Find the lines in the records that carry the word "basketball". Copy each one.

START Records for this task

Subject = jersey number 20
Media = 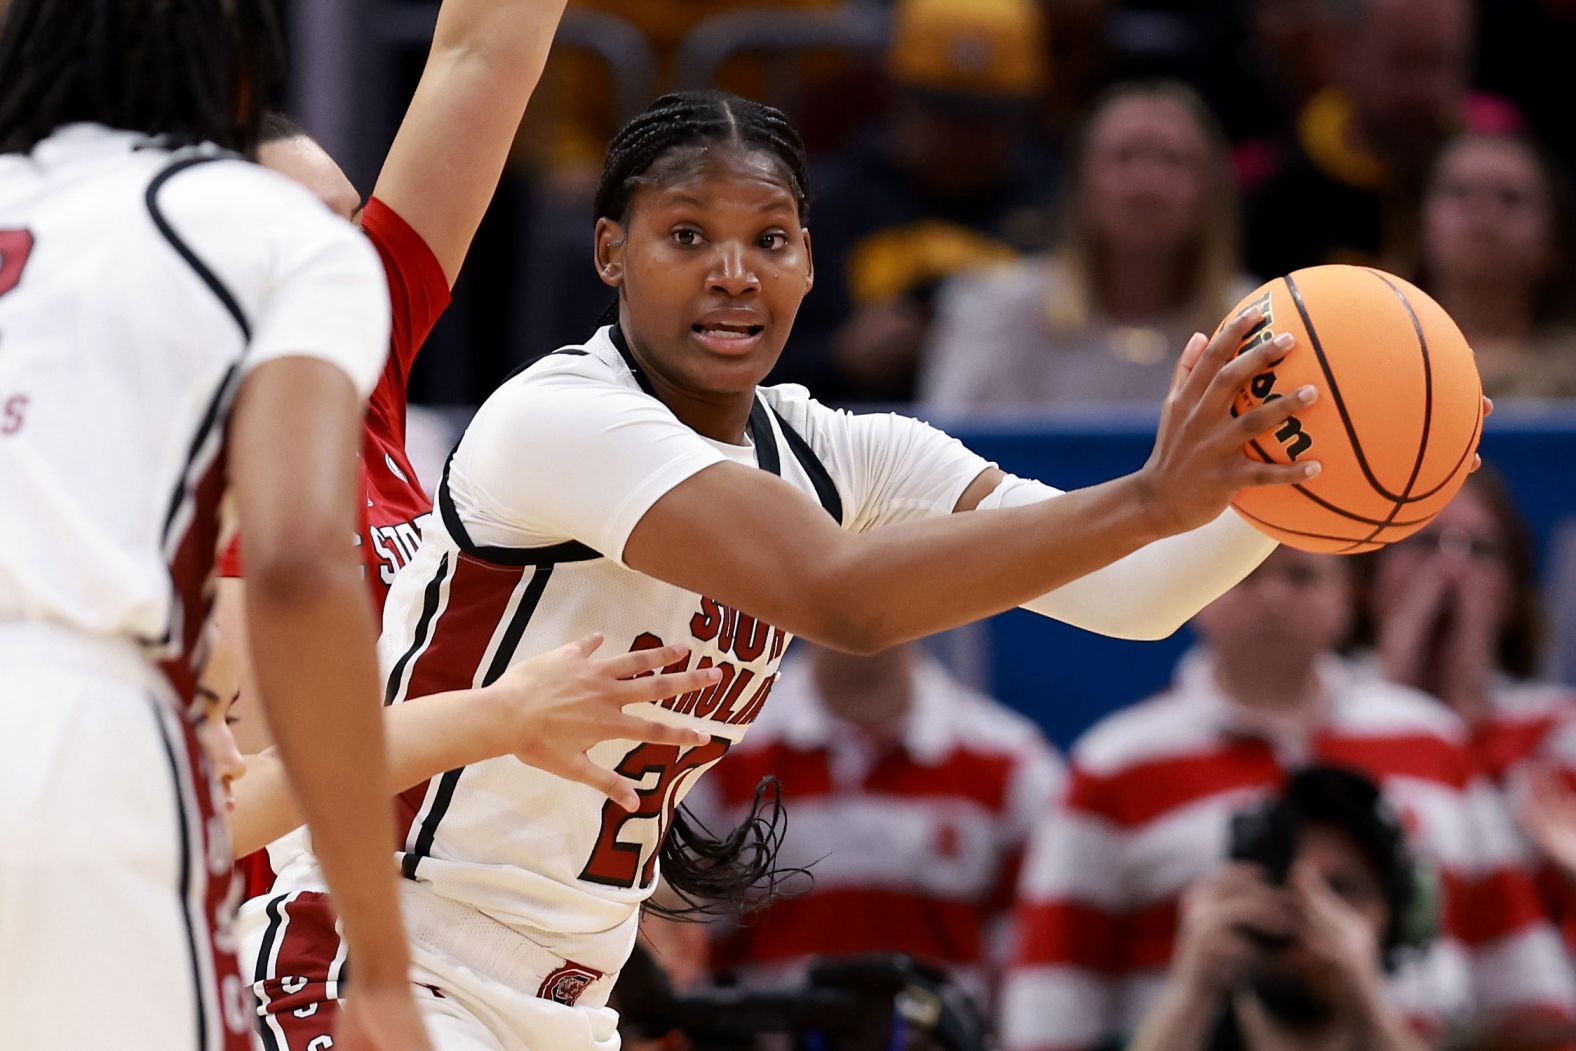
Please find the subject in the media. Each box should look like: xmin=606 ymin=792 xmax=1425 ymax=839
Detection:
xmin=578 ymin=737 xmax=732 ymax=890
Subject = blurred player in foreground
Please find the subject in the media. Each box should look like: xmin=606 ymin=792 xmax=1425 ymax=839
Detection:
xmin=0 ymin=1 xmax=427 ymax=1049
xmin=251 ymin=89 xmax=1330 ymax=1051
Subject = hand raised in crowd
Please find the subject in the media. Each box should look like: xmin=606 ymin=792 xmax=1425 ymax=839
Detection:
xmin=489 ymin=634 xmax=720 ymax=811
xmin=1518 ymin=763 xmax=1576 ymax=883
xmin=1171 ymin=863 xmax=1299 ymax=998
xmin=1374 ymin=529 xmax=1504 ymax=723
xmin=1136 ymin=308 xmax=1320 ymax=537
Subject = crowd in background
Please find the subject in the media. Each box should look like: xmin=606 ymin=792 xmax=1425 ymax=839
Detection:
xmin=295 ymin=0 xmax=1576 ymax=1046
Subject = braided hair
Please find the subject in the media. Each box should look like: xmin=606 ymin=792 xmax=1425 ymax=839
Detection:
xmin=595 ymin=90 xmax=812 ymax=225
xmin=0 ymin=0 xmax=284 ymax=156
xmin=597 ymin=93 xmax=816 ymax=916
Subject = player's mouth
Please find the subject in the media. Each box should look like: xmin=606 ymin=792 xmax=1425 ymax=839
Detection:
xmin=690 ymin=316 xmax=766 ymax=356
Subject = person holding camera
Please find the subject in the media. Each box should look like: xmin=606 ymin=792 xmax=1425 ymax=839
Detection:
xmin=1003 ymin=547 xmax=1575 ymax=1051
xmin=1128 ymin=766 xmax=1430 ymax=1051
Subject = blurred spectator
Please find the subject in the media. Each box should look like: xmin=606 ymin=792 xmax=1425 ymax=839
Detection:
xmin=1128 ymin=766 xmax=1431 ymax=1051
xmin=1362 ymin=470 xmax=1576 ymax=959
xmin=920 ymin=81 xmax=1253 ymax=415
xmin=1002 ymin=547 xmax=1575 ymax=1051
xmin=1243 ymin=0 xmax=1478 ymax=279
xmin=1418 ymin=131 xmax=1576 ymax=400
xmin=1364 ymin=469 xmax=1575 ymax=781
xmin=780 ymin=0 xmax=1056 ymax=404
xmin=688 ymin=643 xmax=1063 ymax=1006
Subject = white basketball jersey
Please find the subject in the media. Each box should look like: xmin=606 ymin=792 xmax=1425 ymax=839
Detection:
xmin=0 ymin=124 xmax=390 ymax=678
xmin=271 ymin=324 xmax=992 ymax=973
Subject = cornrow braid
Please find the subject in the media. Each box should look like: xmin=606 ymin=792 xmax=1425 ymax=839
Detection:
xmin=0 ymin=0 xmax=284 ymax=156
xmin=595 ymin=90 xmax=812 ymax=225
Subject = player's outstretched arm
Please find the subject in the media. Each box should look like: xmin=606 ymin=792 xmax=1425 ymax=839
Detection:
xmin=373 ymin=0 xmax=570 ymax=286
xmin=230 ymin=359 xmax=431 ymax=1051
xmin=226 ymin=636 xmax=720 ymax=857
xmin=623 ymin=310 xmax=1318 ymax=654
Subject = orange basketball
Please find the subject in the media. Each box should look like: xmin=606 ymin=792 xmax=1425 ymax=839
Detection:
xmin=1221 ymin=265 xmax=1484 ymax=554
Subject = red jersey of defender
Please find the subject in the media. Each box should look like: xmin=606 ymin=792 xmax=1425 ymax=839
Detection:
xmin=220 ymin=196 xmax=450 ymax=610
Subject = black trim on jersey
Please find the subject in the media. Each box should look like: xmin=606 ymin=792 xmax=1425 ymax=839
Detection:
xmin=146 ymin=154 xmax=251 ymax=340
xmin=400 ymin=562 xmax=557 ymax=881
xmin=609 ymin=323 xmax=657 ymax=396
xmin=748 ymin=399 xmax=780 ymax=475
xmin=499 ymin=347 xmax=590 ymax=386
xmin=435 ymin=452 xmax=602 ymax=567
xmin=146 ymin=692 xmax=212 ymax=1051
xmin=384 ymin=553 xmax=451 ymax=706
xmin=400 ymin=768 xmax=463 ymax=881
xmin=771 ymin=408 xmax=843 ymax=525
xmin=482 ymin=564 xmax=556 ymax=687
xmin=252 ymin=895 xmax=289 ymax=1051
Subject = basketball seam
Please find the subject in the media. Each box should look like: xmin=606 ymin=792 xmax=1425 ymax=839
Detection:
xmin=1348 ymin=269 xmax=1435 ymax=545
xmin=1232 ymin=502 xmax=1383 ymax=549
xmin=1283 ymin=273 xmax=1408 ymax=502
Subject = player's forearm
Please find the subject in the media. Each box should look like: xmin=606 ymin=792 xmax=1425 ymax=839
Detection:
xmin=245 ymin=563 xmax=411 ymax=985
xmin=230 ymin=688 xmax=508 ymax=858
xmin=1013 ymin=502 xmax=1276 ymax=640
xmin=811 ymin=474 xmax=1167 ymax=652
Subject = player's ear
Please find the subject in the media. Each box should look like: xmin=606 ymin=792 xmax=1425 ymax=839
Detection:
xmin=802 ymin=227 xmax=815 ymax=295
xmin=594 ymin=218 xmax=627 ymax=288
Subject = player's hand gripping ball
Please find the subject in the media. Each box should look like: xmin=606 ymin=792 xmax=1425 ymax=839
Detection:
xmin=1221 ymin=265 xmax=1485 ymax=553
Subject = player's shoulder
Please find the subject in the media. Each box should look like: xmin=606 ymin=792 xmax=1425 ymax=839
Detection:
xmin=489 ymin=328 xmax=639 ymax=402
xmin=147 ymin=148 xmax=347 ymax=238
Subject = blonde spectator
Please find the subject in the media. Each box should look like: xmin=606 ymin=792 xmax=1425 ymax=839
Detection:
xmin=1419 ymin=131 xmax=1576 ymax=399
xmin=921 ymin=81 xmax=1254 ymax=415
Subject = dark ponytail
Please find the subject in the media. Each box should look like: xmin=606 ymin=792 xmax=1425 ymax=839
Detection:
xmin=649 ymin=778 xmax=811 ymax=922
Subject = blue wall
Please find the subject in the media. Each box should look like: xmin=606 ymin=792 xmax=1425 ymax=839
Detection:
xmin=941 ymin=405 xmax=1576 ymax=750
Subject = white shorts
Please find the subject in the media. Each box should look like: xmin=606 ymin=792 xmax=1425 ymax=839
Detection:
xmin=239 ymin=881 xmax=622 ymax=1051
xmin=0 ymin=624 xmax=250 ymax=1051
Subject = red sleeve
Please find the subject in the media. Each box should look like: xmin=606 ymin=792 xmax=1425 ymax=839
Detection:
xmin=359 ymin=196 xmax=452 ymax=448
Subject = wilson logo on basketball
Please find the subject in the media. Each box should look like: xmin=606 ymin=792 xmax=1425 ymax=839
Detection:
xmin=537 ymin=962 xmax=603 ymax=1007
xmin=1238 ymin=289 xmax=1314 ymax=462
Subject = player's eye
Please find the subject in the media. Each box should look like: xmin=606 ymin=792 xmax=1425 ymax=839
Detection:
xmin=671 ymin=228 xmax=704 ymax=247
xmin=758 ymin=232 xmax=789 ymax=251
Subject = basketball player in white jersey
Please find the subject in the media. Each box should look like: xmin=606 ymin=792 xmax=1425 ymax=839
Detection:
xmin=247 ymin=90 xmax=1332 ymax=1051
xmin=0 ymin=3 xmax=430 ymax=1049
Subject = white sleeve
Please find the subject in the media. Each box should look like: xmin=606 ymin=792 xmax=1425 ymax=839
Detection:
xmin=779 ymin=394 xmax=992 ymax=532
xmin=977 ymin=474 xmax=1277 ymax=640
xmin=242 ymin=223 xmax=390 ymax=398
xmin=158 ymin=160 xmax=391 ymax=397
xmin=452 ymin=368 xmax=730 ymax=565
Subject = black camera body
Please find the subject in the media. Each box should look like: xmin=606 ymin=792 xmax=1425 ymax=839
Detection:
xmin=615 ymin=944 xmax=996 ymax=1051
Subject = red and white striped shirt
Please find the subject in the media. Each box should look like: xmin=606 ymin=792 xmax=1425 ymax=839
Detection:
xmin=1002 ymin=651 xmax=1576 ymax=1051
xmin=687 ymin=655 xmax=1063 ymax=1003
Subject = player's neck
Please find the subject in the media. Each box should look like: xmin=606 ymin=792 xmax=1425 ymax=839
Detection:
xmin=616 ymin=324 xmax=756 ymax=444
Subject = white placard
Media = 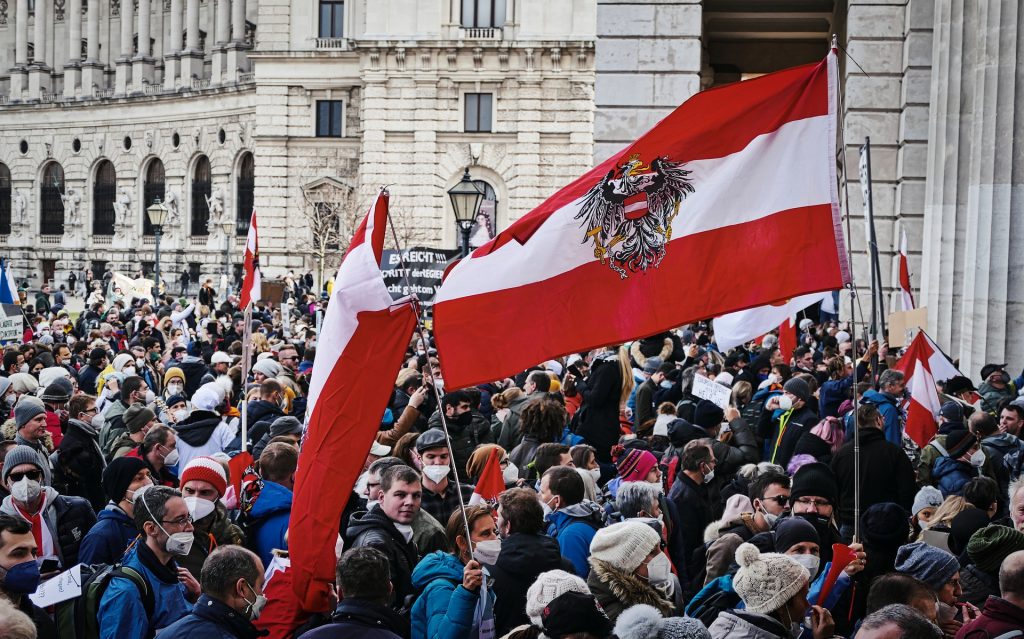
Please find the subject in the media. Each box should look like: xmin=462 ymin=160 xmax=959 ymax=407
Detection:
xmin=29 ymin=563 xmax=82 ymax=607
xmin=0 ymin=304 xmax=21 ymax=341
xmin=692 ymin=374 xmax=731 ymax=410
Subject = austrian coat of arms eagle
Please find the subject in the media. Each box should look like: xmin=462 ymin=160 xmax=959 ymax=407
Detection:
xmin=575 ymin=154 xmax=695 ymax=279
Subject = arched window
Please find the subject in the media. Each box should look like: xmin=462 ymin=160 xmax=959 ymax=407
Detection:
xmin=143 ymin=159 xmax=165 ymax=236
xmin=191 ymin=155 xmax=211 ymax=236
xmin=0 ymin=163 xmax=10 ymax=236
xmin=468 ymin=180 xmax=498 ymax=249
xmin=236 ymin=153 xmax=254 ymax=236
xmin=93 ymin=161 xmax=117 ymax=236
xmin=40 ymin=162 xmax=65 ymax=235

END Records for this task

| Result of the exercise |
Subject = white basketball jersey
Subject = orange basketball
Subject = basketball seam
Subject = wilson logo on basketball
Subject = basketball player in white jersey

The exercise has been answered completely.